_Exercise prompt_
Given the records below, would you repeat exactly the lines that begin at the one containing "Locate every dry" and end at the one containing "Locate every tree trunk", inclusive?

_Records for this exercise_
-=-=-=-=-

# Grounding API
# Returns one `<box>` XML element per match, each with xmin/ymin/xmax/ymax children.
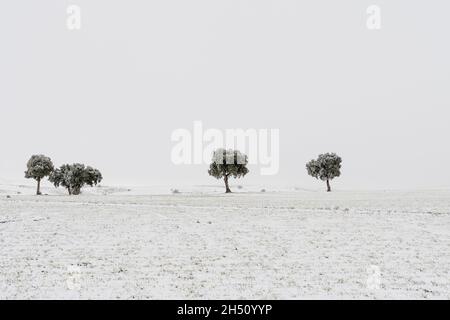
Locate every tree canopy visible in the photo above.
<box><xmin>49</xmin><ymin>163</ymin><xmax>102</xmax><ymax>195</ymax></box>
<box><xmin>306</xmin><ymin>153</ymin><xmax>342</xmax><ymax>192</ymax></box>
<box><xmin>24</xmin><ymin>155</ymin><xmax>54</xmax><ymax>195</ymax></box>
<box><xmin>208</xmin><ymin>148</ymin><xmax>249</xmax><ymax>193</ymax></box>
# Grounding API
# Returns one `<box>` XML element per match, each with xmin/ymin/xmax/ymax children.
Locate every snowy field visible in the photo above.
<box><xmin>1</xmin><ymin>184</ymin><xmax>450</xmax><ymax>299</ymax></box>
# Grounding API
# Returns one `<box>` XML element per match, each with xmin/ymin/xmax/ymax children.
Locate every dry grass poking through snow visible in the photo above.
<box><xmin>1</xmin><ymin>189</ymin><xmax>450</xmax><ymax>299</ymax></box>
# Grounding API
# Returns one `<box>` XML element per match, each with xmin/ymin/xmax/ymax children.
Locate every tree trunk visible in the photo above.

-=-=-=-=-

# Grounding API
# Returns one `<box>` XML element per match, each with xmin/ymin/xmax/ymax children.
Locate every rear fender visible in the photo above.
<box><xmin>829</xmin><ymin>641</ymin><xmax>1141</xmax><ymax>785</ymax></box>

-=-=-=-=-

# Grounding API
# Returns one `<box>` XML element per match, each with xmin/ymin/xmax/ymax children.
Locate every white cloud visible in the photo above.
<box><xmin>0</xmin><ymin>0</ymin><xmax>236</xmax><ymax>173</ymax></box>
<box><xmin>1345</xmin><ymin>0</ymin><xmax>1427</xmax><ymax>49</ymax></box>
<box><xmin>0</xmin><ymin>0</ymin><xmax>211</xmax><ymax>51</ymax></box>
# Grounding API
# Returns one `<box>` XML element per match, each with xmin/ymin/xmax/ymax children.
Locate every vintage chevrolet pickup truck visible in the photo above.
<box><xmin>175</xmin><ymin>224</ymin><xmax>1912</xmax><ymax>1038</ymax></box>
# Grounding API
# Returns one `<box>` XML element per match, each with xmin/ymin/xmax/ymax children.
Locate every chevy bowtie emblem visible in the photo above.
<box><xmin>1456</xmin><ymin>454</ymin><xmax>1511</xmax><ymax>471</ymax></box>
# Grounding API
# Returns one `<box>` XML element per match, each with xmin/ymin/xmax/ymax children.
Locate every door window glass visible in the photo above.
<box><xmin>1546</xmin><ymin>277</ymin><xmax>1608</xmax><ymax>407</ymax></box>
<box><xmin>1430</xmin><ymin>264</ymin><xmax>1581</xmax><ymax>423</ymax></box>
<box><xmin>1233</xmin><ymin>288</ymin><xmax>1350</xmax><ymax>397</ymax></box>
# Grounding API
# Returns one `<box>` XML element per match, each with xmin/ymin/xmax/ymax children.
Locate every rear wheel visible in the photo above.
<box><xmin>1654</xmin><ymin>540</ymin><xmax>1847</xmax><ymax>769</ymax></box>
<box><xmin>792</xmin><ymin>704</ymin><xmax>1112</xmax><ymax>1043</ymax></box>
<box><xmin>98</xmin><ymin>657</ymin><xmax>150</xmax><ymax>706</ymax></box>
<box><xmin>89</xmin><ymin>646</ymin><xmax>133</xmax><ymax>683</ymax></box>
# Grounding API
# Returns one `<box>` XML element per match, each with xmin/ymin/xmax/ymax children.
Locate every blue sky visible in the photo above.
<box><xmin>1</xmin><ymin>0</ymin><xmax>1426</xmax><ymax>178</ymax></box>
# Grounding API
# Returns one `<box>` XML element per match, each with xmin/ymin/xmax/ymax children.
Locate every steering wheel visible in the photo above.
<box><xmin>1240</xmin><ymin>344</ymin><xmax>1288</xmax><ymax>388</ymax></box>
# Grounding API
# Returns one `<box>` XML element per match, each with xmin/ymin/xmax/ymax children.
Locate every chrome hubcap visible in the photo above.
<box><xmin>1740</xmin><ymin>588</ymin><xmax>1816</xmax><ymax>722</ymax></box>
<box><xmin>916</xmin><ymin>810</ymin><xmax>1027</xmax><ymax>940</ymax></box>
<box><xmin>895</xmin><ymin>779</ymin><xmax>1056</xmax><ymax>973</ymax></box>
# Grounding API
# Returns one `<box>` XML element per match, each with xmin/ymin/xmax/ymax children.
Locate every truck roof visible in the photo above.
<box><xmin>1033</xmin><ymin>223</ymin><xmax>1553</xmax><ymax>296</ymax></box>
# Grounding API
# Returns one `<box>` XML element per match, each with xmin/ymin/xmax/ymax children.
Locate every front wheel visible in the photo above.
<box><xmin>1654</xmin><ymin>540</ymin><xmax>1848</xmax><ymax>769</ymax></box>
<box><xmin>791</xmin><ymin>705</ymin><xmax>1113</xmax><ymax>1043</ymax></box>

-=-=-=-=-

_Answer area_
Locate every dry grass poking through snow visible in the photo above.
<box><xmin>1</xmin><ymin>189</ymin><xmax>450</xmax><ymax>299</ymax></box>
# Grounding API
# Returns one `<box>` XML element per match, each with xmin/ymin/xmax/ymax children.
Locate every tree trunk visible in the photo above.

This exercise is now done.